Book Report: An Ember in the Ashes

ember
Photo credit: http://www.amazon.com/An-Ember-Ashes-Sabaa-Tahir/dp/1595148035

An Ember in the Ashes is actually a current publication (whaaat) and was published in April of this year. Penned by Sabaa Tahir, this YA dystopian novel was nominated for Best Debut on Goodreads soooo, lets see if I agree, shall we?

An Ember in the Ashes is set in a brutal world where the empire is divided into two main classes, the Martials and the Scholars. The Martials are the military rulers of the empire and are trained from a very young age to be ruthless, savage soldiers. The Scholars are the oppressed former rulers who were overthrown by the Martials and are now subject to Martial law. Our two main characters are Elias, a Martial, and Laia, a Scholar. The novel is told in chapters alternating between Laia’s voice and Elias’.

The story opens with Laia and her family; her grandparents and brother, Darin. Recently, Laia caught a glimpse of Darin’s notebook and saw drawings of Martial weapons, called scims. This is highly treasonous – Martial scims are virtually indestructible blades and the major reason that the Martials overpowered and continue to rule the Scholars; they simply can’t be beaten in battle. Any Scholar with knowledge of scims and their properties is a threat to the empire. Laia is appropriately scared and annoyed at her brother, what is he thinking and is he part of the Scholar Resistance? Laia’s fear and annoyance are particular here because their parents were the leaders of the Resistance before they were betrayed and murdered by the Martials. Laia confronts Darin about his drawings and seconds later, a Mask appears outside their window. Masks are the most deadly of all Martial soldiers and are so named because of the silver mask that conforms to their faces and becomes truly a part of them. Laia and Darin are caught. The Masks murder their grandparents and take Darin away; to be tortured, to be executed, we don’t know. Laia runs and interestingly, the Masks let her go.

++++++

Write out the book report on An Ember in the Ashes above in full, word for word.

### [Detection items]

++++++

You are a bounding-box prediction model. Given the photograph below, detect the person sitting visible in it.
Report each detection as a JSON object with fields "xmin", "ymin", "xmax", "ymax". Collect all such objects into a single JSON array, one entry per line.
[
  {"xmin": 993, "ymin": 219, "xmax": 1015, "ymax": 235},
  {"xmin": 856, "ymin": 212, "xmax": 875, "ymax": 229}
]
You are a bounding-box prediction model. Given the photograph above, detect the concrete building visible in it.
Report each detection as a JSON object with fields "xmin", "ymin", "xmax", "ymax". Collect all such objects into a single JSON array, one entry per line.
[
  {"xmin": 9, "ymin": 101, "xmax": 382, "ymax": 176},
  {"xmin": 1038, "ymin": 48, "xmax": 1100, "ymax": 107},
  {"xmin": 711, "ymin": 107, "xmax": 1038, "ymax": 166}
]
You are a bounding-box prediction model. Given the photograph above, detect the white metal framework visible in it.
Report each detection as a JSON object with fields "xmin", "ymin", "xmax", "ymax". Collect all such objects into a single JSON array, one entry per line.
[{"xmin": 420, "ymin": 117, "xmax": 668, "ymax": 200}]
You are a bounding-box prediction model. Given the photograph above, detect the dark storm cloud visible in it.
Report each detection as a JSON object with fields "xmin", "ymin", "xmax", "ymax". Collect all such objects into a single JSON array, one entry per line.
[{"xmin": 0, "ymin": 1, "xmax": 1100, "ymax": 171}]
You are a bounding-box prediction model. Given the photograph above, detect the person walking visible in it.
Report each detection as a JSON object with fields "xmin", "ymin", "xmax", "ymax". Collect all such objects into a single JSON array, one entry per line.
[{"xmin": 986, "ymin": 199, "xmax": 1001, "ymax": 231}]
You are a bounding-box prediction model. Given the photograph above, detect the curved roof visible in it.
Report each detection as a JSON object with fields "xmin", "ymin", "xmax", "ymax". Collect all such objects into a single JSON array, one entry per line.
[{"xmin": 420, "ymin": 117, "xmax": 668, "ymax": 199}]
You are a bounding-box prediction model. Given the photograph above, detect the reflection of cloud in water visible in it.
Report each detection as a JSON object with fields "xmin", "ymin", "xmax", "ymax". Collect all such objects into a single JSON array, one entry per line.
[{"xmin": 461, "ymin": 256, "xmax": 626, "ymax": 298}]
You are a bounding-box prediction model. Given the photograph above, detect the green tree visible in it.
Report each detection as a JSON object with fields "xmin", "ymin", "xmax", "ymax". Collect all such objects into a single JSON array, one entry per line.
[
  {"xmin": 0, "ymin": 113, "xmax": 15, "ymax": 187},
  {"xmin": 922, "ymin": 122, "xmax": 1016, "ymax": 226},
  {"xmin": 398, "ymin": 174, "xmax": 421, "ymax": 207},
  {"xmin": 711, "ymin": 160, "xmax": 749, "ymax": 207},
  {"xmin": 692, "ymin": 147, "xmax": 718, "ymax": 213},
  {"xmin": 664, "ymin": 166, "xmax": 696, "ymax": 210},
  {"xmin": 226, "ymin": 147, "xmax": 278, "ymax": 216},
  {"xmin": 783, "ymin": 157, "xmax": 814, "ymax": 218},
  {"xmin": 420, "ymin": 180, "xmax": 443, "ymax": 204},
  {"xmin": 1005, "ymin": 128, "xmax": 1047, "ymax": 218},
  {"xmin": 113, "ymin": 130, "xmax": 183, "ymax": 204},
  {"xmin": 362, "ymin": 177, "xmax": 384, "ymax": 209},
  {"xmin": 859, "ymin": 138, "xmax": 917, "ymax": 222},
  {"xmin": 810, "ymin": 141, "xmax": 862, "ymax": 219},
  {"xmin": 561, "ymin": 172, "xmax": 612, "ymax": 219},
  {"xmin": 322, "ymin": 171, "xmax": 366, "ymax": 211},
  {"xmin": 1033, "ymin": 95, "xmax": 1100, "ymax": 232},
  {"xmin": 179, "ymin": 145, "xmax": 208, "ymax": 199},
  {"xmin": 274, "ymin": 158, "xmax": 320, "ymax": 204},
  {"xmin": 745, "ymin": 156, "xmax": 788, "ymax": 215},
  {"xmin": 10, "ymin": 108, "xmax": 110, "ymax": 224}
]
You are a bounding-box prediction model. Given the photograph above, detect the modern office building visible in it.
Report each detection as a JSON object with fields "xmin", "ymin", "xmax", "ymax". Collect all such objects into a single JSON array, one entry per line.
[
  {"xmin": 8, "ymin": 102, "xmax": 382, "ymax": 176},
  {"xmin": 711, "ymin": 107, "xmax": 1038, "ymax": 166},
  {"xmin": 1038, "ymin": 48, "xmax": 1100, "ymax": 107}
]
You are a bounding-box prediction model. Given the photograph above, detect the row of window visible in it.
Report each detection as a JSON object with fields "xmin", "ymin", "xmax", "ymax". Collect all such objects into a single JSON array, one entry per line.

++++++

### [Answer for this exercise]
Book Report: An Ember in the Ashes

ember
Photo credit: http://www.amazon.com/An-Ember-Ashes-Sabaa-Tahir/dp/1595148035

An Ember in the Ashes is actually a current publication (whaaat) and was published in April of this year. Penned by Sabaa Tahir, this YA dystopian novel was nominated for Best Debut on Goodreads soooo, lets see if I agree, shall we?

An Ember in the Ashes is set in a brutal world where the empire is divided into two main classes, the Martials and the Scholars. The Martials are the military rulers of the empire and are trained from a very young age to be ruthless, savage soldiers. The Scholars are the oppressed former rulers who were overthrown by the Martials and are now subject to Martial law. Our two main characters are Elias, a Martial, and Laia, a Scholar. The novel is told in chapters alternating between Laia’s voice and Elias’.

The story opens with Laia and her family; her grandparents and brother, Darin. Recently, Laia caught a glimpse of Darin’s notebook and saw drawings of Martial weapons, called scims. This is highly treasonous – Martial scims are virtually indestructible blades and the major reason that the Martials overpowered and continue to rule the Scholars; they simply can’t be beaten in battle. Any Scholar with knowledge of scims and their properties is a threat to the empire. Laia is appropriately scared and annoyed at her brother, what is he thinking and is he part of the Scholar Resistance? Laia’s fear and annoyance are particular here because their parents were the leaders of the Resistance before they were betrayed and murdered by the Martials. Laia confronts Darin about his drawings and seconds later, a Mask appears outside their window. Masks are the most deadly of all Martial soldiers and are so named because of the silver mask that conforms to their faces and becomes truly a part of them. Laia and Darin are caught. The Masks murder their grandparents and take Darin away; to be tortured, to be executed, we don’t know. Laia runs and interestingly, the Masks let her go.